Selected passage:
= = = = =
No SQL, no subprocess, no credentials. CSV loaders validate header columns explicitly; numeric coercion via `float()` / `int()` raises on garbage input.

### Phase 5 — Performance

- All three helpers operate on per-flight-sized data (60 images, ≤14700 frames, ≤4900 IMU rows). Pure-Python loops are fine.
- `mre_evaluator.evaluate_p95` uses `numpy.percentile` (vectorised).
- No new I/O patterns beyond CSV read/write.

### Phase 6 — Cross-Task Consistency

- **API stability**: the three new helpers share the same shape pattern as AZ-410's `anchor_pair_detector` and AZ-411's `estimate_schema` — typed `@dataclass(frozen=True)` records, a `load_…` reader, an `evaluate(…)` / `compute_…` core, a `write_csv_evidence` emitter. The FT-P-05 scenario reuses `accuracy_evaluator.evaluate()` (AZ-409) to compute per-image error_m → demonstrates the cross-task consistency in action.
- **No duplicate symbols across batches**: each helper module owns disjoint public names; the only shared dependency is `runner.helpers.geo.distance_m`.
- **Scenario-file skip pattern**: all 4 new scenario files (`test_ft_p_01_*`, `test_ft_p_04_*`, `test_ft_p_05_*`, `test_ft_p_06_*`) reuse the `_harness_helpers_implemented` gate pattern from batch 69. Consistent.
- **Within-batch dep (AZ-413 → AZ-412)**: FT-P-06 reads FT-P-04's CSV (the f2f MRE column). The mre_evaluator's `load_frame_to_frame_csv` explicitly validates that the `mre_px` column is present; if absent (FT-P-04 evidence not yet carrying MRE), FT-P-06 fails with a clear message pointing at the SUT contract (AC-NEW-3 FDR schema). This is the safest failure mode for an inter-task dep.

### Phase 7 — Architecture Compliance

1. **Layer direction**: every new file under `e2e/**`. The `test_no_sut_imports.py` invariant (passes after the run) confirms zero `gps_denied_onboard` imports across all 14 new files.
= = = = =
Rows:
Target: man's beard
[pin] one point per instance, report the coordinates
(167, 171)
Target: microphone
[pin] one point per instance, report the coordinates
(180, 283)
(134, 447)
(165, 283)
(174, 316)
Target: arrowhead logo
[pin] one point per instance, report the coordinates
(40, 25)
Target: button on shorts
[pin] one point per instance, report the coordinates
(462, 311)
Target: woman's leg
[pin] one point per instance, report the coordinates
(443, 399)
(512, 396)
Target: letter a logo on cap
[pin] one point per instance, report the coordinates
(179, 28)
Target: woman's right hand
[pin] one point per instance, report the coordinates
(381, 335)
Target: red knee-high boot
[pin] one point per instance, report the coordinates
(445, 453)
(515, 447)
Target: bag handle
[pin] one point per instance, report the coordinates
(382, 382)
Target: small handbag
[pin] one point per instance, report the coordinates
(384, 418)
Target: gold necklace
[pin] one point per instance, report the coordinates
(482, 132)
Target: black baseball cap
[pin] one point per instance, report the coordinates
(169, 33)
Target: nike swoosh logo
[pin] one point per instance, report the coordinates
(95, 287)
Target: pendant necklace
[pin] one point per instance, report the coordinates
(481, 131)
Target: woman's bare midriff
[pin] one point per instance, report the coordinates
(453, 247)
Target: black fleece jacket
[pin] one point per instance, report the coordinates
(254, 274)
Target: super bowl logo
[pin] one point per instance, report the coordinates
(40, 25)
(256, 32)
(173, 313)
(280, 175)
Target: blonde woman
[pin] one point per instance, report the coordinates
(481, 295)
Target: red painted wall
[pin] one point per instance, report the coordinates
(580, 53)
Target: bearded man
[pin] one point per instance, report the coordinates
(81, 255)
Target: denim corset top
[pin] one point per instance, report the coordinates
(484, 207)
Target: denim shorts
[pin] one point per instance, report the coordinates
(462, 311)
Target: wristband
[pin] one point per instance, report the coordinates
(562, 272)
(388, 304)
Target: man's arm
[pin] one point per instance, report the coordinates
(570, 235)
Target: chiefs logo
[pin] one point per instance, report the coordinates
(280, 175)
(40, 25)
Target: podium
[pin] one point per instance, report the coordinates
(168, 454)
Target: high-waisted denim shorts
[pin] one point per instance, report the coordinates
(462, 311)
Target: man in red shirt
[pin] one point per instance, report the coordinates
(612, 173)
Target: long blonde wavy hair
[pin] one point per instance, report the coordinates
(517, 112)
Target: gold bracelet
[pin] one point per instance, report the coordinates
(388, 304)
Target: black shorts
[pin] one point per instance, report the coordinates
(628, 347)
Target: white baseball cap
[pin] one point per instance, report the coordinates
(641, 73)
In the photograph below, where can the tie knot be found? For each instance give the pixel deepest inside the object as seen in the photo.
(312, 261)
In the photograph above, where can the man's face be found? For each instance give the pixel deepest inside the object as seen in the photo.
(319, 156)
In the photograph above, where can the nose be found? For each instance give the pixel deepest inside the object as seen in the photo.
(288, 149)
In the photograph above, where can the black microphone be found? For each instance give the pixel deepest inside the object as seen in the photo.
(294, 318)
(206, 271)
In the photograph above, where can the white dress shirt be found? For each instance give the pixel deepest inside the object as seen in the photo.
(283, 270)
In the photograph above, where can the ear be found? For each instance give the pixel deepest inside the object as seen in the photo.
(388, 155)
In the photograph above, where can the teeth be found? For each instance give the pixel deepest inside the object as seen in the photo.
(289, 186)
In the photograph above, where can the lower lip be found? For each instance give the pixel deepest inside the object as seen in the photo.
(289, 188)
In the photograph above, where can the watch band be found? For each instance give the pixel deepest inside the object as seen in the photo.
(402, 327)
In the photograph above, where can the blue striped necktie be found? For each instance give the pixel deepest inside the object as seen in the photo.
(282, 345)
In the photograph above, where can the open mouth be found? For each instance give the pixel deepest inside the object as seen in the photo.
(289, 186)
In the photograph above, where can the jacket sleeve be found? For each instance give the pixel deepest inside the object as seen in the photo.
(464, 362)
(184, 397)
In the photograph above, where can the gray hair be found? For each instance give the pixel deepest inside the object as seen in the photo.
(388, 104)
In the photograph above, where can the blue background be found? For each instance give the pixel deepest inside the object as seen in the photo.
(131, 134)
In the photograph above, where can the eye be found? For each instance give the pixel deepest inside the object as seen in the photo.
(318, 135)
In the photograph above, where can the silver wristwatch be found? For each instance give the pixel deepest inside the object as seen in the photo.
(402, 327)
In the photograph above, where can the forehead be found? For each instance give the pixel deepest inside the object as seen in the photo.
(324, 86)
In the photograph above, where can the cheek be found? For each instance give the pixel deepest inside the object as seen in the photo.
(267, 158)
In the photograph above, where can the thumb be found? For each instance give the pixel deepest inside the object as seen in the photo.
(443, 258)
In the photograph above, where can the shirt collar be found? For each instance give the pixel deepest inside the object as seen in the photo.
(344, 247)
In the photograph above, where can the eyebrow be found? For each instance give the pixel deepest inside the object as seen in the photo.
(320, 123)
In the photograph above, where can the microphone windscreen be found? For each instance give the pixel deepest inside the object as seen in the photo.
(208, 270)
= = = = =
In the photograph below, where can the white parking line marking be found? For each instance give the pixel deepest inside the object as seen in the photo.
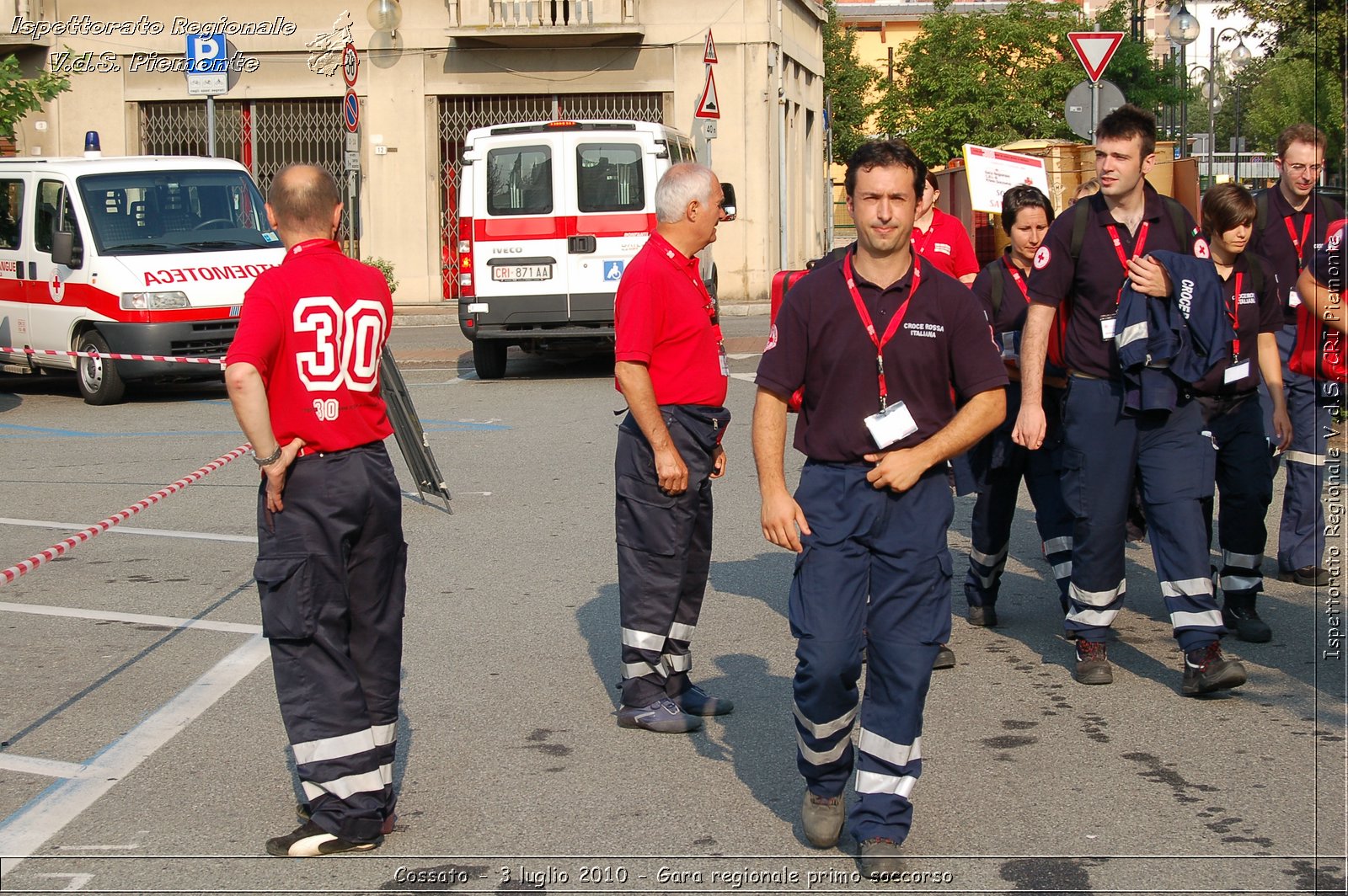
= = = = =
Problem set:
A: Pull out every line of the records that contains the word "white", and copy each one as it appears.
B: Carry on the code review notes on the new test helpers, starting after their last sentence.

Answers to the tasks:
A:
Target: white baseball cap
In the photograph above, where can the white dress shirt be found? For each instance give the pixel deepest inside the object as seen in the photo.
In the photograph below, where can the white parking line marking be found? For each instance give the pixel deepest inside the object as seen in the photo.

B:
2. **Public API respect**: only public names imported across modules (`runner.helpers.{geo,accuracy_evaluator,mre_evaluator}` etc.). No leading-underscore cross-module imports.
3. **No new cyclic dependencies**: import graph:
   - `accuracy_evaluator` → `geo`
   - `registration_classifier` → (none)
   - `mre_evaluator` → (numpy + stdlib)
   - `tests.positive.test_ft_p_01_*` → `accuracy_evaluator`
   - `tests.positive.test_ft_p_04_*` → `registration_classifier`
   - `tests.positive.test_ft_p_05_*` → `accuracy_evaluator` + `mre_evaluator`
   - `tests.positive.test_ft_p_06_*` → `mre_evaluator`
   Linear DAG.
4. **Duplicate symbols across components**: none.
5. **Cross-cutting concerns**: pytest plugin registration unchanged from batch 69 (the new helpers don't need a plugin — they're called from scenario test bodies).

No Architecture findings.

Baseline delta section omitted (no `architecture_compliance_baseline.md` for this project).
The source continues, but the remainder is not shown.